Task prompt: Render the items below, from the first line through the line containing "70 L 45 117", as a Markdown table with the columns Row and Content. Number each line and skip any blank ones.

======

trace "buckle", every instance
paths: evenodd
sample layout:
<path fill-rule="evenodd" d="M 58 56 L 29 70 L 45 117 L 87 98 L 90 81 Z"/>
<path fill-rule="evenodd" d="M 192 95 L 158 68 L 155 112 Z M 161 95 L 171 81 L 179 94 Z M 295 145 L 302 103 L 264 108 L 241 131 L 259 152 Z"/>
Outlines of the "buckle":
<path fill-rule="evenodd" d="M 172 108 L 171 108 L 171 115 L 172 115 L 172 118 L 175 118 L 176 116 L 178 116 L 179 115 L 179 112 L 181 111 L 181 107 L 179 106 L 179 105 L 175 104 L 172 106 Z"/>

======

Response to the exercise:
| Row | Content |
|---|---|
| 1 | trace "buckle", every instance |
| 2 | paths: evenodd |
| 3 | sample layout: |
| 4 | <path fill-rule="evenodd" d="M 58 56 L 29 70 L 45 117 L 87 98 L 90 81 Z"/> |